→ Exercise
Copy every line of the records below unchanged, except swap each occurrence of "Found at" for "Located at".

→ Excerpted data
● ● ●

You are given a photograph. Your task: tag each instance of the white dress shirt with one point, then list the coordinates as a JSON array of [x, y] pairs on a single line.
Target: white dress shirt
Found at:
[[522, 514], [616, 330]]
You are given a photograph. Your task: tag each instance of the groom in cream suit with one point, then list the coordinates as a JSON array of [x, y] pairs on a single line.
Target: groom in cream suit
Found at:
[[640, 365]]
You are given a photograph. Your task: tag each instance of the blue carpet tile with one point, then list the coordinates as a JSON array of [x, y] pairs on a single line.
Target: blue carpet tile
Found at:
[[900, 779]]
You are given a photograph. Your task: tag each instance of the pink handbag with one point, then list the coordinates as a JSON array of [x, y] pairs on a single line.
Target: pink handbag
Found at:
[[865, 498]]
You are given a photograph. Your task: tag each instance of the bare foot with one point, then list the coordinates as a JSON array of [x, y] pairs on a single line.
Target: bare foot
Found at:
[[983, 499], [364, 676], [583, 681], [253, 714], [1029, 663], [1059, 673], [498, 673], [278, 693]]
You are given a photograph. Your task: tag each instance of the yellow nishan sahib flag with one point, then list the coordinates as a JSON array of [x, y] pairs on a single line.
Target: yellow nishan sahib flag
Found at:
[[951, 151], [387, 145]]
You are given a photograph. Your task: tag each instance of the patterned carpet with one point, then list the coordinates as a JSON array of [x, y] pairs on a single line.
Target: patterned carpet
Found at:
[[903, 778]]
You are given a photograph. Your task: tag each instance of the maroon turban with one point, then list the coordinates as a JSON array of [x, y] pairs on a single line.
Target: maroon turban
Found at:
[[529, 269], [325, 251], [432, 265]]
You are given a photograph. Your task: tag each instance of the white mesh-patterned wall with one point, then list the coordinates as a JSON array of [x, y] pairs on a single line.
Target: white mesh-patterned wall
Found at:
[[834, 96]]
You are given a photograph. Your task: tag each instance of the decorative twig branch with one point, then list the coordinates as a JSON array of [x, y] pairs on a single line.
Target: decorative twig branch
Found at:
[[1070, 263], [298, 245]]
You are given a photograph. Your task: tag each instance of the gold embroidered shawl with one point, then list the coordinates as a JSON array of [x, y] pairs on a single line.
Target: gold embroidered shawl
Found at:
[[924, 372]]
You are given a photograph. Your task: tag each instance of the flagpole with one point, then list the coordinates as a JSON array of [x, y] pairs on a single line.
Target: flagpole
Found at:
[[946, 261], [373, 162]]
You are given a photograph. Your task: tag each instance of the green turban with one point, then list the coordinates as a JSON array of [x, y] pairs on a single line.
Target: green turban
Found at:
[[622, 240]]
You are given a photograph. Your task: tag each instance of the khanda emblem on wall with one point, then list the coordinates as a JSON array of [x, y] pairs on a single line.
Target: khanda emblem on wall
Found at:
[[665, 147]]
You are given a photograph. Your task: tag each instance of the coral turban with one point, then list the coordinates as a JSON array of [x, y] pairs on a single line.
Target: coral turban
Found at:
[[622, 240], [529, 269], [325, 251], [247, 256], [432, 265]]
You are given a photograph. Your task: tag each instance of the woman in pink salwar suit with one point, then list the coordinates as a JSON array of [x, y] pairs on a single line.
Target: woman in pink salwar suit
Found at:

● ● ●

→ Result of the task
You are given a photograph. Your task: tag each instance of the white dress shirt with one point, then list the coordinates as a JSON array of [x, y] pairs on a single line.
Target: white dress shirt
Located at:
[[522, 514], [616, 330]]
You are given a photograph. Your task: tag each instance of the groom in cream suit with one point, then list the coordinates as a JSON array of [x, y] pairs on a single line.
Target: groom in cream suit
Located at:
[[640, 365]]
You are given a photograph. Your task: tag each instance of the blue carpet tile with one point, then list the coordinates as a JSON array of [x, y] pairs on a single line.
Target: blue carpet tile
Located at:
[[900, 779]]
You are given a photograph. Your task: tag each instance of the pink handbag with one point, then list the coordinates as a JSON array of [x, y] pairs on a single line.
Target: pink handbag
Located at:
[[865, 498]]
You are given a photograph. Your task: tag each instance of the bare foot with one point, then list the coordinates as a JSON array of [x, y] pairs on a single line.
Target: bare foot
Located at:
[[983, 499], [364, 676], [583, 681], [253, 714], [1029, 663], [1059, 673], [498, 673], [278, 693]]
You are given a photograph. Your task: tag each instance of the yellow nishan sahib flag with one point, then list the coordinates as a JSON array of [x, y] pairs on a single line.
Target: yellow nishan sahib flag
Located at:
[[951, 151], [387, 145]]
You are given a photograph. Your task: tag each instance of the patterned carpet with one point, then list the coordinates as a JSON array of [x, y] pairs on a single line.
Target: patterned carpet
Located at:
[[903, 778]]
You are given a photograph. Your task: tag each instance of the maroon turban with one point, then list the coordinates as a JSON array of [x, y] pairs on a single line.
Target: maroon turban
Located at:
[[529, 269], [325, 251], [432, 265]]
You are given a photograph. Your task: tag each instance of the white mesh-patterned wall with one point, then list the coordinates as a JSON array of [x, y] pairs on a single line.
Target: white mesh-patterned wall
Located at:
[[834, 96]]
You are given a photograph. Your task: tag each instance of the decorative twig branch with one point, then list the coordinates as a JSON array of [x, y] pairs on a single line.
Target: decorative twig branch
Located at:
[[1070, 263], [298, 245]]
You are given a photograph. Your task: tag each instance of the gold embroidered shawl with one point, then list the coordinates as a JSON array of [x, y] pairs on a single line.
Target: gold embroidered shawl
Located at:
[[924, 372]]
You are given a photograph. Your task: tag each instance of the flagpole with one point, then list the coordinates as a JSON array of [x, y] pairs on a single line.
Target: flagpole
Located at:
[[946, 261], [373, 162]]
You are given a photograph. Your task: tag each instance of the green turban with one point, then list the coordinates as a JSON array of [x, y] pairs on a single line.
Target: green turban
Located at:
[[622, 240]]
You are given a photograph. Your task: tag each instance of the khanda emblem on wall with one point, then list the coordinates as a JSON array of [x, y] pairs on a single line.
Target: khanda emblem on wall
Located at:
[[665, 147]]
You are given a photograph. Your task: tag each instance of the coral turban with one point, then list the coordinates as a JSON array of [x, y] pairs on a single line.
Target: coral turban
Located at:
[[622, 240], [529, 269], [325, 251], [247, 256], [432, 265]]
You are given a photograph. Your task: tag each instance of the woman in pink salwar suit with one point, then list the coordinates as a JSON array of [x, y] pairs on a single line.
Target: woman in pink salwar suit
Located at:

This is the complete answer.